■ 提示文:

= = =

放火魔、刑事、消防員。三人の視点で語られる物語は、時々微妙に重なり合い、そして微妙に離れながら進行していく。三人の物語はいつしかクロスし、そしてまた分かれた道を歩いていく。三人がクロスする地点、それが悲劇のスタートであり、かつエンディングでもあった。この悲劇を演出したのはいったい誰か。三人と、三人に絡む女性の想いが交錯しながら、物語は結末まで淀みなく流れていく。
三人の人生に罠が仕掛けられている。読者もそこに罠があるとわかっていながら、いつしか作者の罠にはまっていく。後半から急転し、目の前に襲い掛かってくる事件の数々。その全てを見切ることは不可能であり、読者は結末まで一気に読み進めたとき、初めて作者の罠の全貌を知ることになるだろう。そしてまた、作者の類まれなる才能も。

= = =

■ 資料データ:
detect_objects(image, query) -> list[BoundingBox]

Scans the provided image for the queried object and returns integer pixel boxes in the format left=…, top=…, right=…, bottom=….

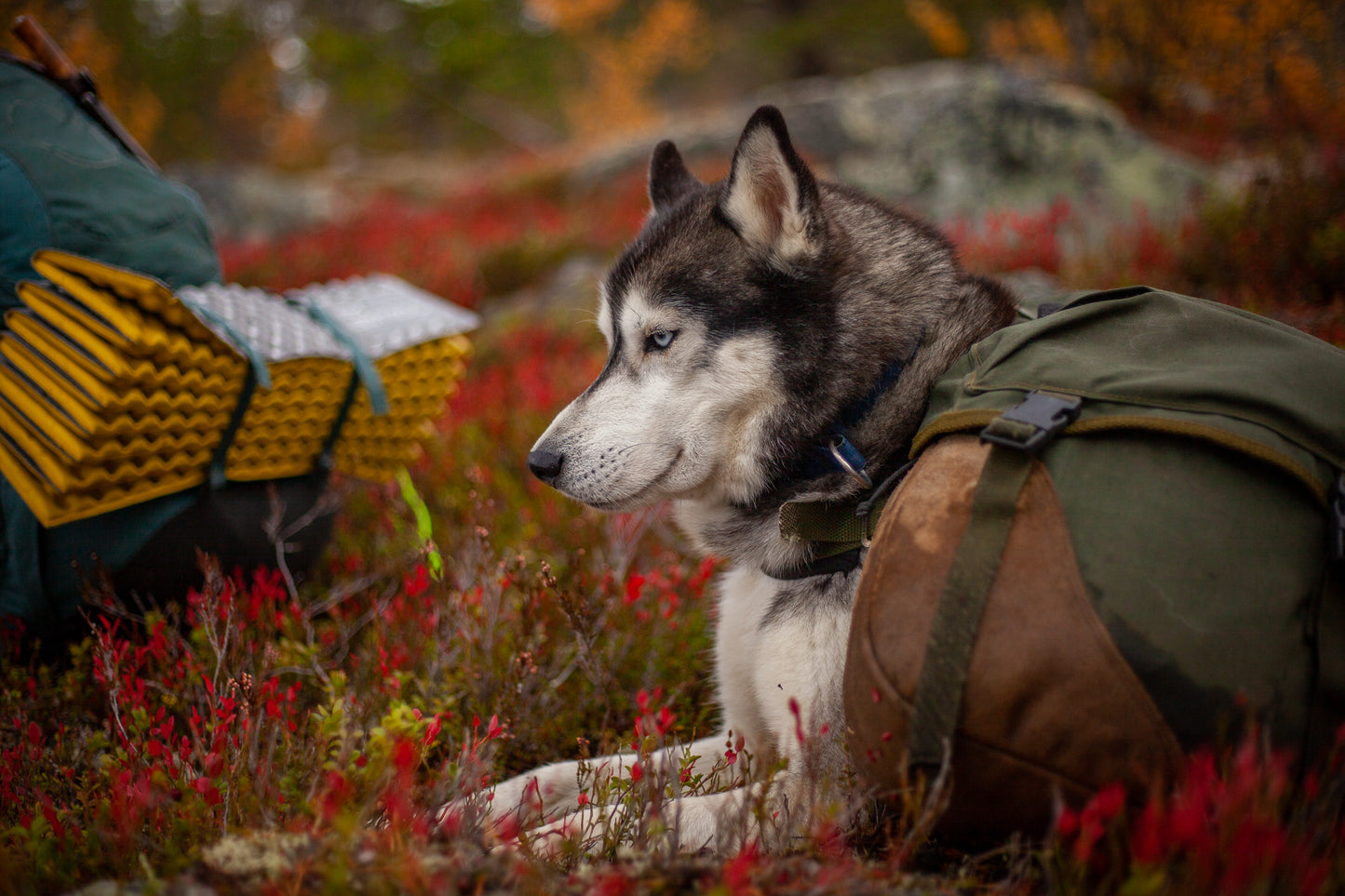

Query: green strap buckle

= = =

■ 作業内容:
放火魔・刑事・消防員の三人を描いた小説の紹介文を、最後の一文の後から引き継いで書き進めてもらえますか？ 資料は今回の作業には関係しません。

■ 回答結果:
登場人物がこれだけ限定されているのに、作者の罠にかかってしまうのはなぜか。読者もまた、火に魅せられるのだろうか。
名前のみ知っていて、読めなかった作品は数多くあるのだが、本作もそんな一冊。今更ながら昭和ミステリ秘宝とはすばらしい企画だったと思う。